Now is the appropriate time for the Court to address these issues. If review is declined, the President would have to undergo discovery and trial while in office, which would eviscerate the very interests he seeks to vindicate. Moreover, if the decision below is allowed to stand, federal and state courts could be confronted with more private civil damage complaints against incumbent Presidents. Such complaints increasingly would enmesh Presidents in the judicial process, and the courts in the political arena, to the detriment of both.
A. The Decision Below Is Inconsistent With This Court's Decisions And Jeopardizes The Separation Of Powers.
1. The President "occupies a unique position in the constitutional scheme." Nixon v. Fitzgerald, 457 U.S. 731, 749 (1982). Unlike the power of the other two branches, the entire "executive Power" is vested in a single individual, "a President," who is indispensable to the execution of that authority. U.S. Const. art. II, Section 1. The President is never off duty, and any significant demand on his time necessarily imposes on his capacity to carry out his constitutional responsibilities.
Accordingly, "[c]ourts traditionally have recognized the President's constitutional responsibilities and status as factors counseling judicial deference and restraint." Fitzgerald, 457 U.S. 753. Indeed, "[t]his tradition can be traced far back into our constitutional history." Id. at 753 n.34. The form of "judicial deference and restraint" that the President seeks here^merely postponing the suit against him until he leaves office^is modest. It is far more limited, for example, than the absolute immunity that Fitzgerald accorded all Presidents for actions taken within the scope of their presidential duties.

### ITEMS

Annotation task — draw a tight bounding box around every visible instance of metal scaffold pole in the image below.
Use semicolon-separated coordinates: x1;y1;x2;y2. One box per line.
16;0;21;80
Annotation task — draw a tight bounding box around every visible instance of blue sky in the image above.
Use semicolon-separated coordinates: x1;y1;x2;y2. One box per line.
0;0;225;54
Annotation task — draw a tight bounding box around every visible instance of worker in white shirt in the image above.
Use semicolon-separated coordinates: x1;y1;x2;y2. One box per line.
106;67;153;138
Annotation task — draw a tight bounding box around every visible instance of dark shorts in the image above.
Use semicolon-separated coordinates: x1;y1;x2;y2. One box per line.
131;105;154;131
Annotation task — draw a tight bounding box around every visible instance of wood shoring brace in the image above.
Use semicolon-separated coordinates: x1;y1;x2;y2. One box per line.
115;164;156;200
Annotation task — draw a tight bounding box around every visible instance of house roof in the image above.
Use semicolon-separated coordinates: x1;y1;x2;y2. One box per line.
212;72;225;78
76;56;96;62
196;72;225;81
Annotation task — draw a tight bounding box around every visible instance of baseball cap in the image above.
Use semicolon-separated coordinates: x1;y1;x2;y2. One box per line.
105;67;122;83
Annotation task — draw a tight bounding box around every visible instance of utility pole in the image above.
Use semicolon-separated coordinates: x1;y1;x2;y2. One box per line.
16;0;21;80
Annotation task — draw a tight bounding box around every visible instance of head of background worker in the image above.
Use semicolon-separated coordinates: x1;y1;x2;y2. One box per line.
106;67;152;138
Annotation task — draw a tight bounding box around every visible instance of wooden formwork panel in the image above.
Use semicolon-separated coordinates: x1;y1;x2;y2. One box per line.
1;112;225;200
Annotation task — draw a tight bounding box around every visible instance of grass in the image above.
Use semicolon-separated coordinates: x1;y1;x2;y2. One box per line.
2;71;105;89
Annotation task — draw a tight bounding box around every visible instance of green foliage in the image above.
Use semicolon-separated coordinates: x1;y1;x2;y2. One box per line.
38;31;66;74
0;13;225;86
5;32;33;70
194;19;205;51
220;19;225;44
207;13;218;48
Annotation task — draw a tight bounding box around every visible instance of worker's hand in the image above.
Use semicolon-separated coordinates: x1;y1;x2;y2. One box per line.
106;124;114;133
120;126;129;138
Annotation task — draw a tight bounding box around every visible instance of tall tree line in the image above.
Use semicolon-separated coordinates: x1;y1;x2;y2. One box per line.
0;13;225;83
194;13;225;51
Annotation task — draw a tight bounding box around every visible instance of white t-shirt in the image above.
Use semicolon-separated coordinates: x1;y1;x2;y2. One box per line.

### EXERCISE INSTRUCTIONS
[A] Can you update the passage on civil suits against a sitting President, giving the stretch from "Now is the appropriate" through "Separation Of Powers." again with "eviscerate" changed to "undermine"?
[B] Could you write what comes next in the passage on civil suits against a sitting President, picking up after its final sentence?

### ANSWERS BELOW
[A]
Now is the appropriate time for the Court to address these issues. If review is declined, the President would have to undergo discovery and trial while in office, which would undermine the very interests he seeks to vindicate. Moreover, if the decision below is allowed to stand, federal and state courts could be confronted with more private civil damage complaints against incumbent Presidents. Such complaints increasingly would enmesh Presidents in the judicial process, and the courts in the political arena, to the detriment of both.
A. The Decision Below Is Inconsistent With This Court's Decisions And Jeopardizes The Separation Of Powers.

[B]
The panel majority concluded that because the Fitzgerald holding was limited to civil damages claims challenging official acts, the President should receive no form of protection from any other civil suits. This conclusion is flatly inconsistent with the reasoning of Fitzgerald. The Court in Fitzgerald determined that the President was entitled to absolute immunity not only because the threat of liability for official acts might inhibit him in the exercise of his authority (id. at 752 & n.32), but also because, in the Court's words, "the singular importance of the President's duties" means that "diversion of his energies by concern with private lawsuits would raise unique risks to the effective functioning of government." Id. at 751.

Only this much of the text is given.